=== Selection ===
====

Efficient Computation of Second-Order Gradients

Hi everyone,

I’m working on computing the score matching objective for a softcore potential, and I’m running into performance issues when calculating the second-order gradients (i.e., the divergence of the gradient field).

Here’s a simplified example of what I’m doing:

def minimal_test(x):
    xi = x[:, 0, :]
    xj = x[:, 1, :]
    diff = xi - xj
    r = torch.sqrt(torch.sum(diff ** 2, dim=-1) + 1e-10)
    sigma = torch.exp(torch.tensor(0.15))
    k = torch.sigmoid(torch.tensor(0.5))
    phi = torch.pow(sigma / r, 2 / k)
    
    energy = phi.sum(dim=-1)
    return -energy

x_t = torch.tensor([[[0.4806, -0.5267], [0.5513, 0.6484]]], requires_grad=True)  # Shape: (B, N, D)

def psi(x_t):
    output = minimal_test(x_t)
    gradients = torch.autograd.grad(
        outputs=output, inputs=x_t, grad_outputs=torch.ones_like(output),
        retain_graph=True, create_graph=True,
    )[0]
    return gradients

gradients = psi(x_t)

# Compute divergence via second-order derivatives (inefficient!)
divergence = torch.zeros(x_t.shape[0], x_t.shape[1])
for d in range(x_t.shape[-1]):
    for i in range(x_t.shape[-2]):
        second_grad = torch.autograd.grad(
            gradients[:, i, d].sum(), x_t, create_graph=True)[0][:, i, d]  # shape: (B,)
        divergence[:, i] += second_grad

print("Second Gradients (autograd per input):", divergence)

The issue is that this per-element loop over i and d is very slow, especially when scaling up to more particles or higher dimensions. I tried using vmap, but couldn’t make it work due to the indexing gradients[:, i, d], which seems to break batching.

Is there any cleaner or more efficient way to compute this divergence without having to loop over each element individually?

Thanks in advance for any help or pointers!

If I understand correctly you are computing the trace of the hessian (aka the laplacian)? There is a function for computing the hessian.
Since you only need the elements on the diagonal this might compute a lot of elements you don’t need but I still think there might be a chance that this is faster?
Efficient implementations (using vmap to handle vectorization) following that idea have also been discussed here.

If this is still too inefficient (and this might be a moonshot) there are methods for estimating the trace of the hessian but they are more involved.

hope that helps

====

=== Directive 1 ===
Name every distinct torch function that the thread's minimal_test function calls, listing each one once.
The thread and the listing have nothing to do with each other.

=== Data shown ===
====

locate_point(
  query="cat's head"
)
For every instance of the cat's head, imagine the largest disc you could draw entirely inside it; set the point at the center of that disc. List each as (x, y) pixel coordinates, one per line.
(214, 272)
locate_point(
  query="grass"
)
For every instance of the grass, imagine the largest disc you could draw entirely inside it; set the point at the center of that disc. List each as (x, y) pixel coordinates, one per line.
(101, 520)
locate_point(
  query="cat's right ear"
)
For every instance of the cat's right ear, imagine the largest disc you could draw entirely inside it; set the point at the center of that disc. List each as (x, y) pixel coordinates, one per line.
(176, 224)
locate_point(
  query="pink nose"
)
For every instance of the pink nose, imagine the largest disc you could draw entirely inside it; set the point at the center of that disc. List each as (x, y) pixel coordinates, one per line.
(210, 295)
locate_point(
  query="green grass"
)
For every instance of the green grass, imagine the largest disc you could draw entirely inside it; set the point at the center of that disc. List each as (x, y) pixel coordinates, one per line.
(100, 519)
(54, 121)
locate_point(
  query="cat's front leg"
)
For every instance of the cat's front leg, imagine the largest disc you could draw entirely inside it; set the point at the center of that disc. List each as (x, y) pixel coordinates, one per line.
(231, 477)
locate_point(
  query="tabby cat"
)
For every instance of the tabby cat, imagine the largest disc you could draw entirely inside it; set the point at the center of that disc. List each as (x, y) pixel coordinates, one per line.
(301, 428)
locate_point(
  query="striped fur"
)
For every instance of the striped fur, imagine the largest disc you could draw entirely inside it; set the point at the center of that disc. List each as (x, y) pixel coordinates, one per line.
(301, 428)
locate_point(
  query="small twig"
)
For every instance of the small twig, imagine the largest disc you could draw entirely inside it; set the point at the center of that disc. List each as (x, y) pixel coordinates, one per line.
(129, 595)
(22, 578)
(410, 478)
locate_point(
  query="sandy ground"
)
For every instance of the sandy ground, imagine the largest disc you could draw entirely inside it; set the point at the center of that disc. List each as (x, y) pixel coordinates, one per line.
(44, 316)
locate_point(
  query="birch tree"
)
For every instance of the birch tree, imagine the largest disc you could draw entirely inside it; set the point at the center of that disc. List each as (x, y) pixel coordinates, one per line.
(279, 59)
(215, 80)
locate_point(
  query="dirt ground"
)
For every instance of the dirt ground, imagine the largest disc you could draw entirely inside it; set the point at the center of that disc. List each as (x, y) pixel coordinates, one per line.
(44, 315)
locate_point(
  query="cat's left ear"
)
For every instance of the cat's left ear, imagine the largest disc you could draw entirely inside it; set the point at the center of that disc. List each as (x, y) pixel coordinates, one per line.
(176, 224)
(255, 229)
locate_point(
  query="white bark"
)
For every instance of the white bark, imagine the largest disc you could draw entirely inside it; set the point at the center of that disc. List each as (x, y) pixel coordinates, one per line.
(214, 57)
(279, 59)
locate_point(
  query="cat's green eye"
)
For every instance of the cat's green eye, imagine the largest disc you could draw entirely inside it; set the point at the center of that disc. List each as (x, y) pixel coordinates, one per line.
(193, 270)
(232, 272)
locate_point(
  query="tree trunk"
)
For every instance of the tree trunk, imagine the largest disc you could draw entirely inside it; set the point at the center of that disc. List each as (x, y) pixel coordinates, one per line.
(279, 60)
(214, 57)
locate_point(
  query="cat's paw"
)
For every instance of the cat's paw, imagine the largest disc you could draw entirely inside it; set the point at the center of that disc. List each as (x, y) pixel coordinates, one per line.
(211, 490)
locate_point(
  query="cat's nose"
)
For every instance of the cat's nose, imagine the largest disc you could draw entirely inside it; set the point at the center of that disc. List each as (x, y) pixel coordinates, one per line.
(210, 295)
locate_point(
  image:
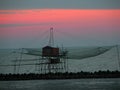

====

=== Directive 2 ===
Find each line of the listing that contains the word "twig", and copy those lines.

=== Full answer 1 ===
torch.sqrt
torch.sum
torch.exp
torch.tensor
torch.sigmoid
torch.pow

=== Full answer 2 ===
  query="small twig"
For every instance of the small twig, imagine the largest disc you could draw entirely inside it; set the point at the center of that disc. List each as (x, y) pixel coordinates, one per line.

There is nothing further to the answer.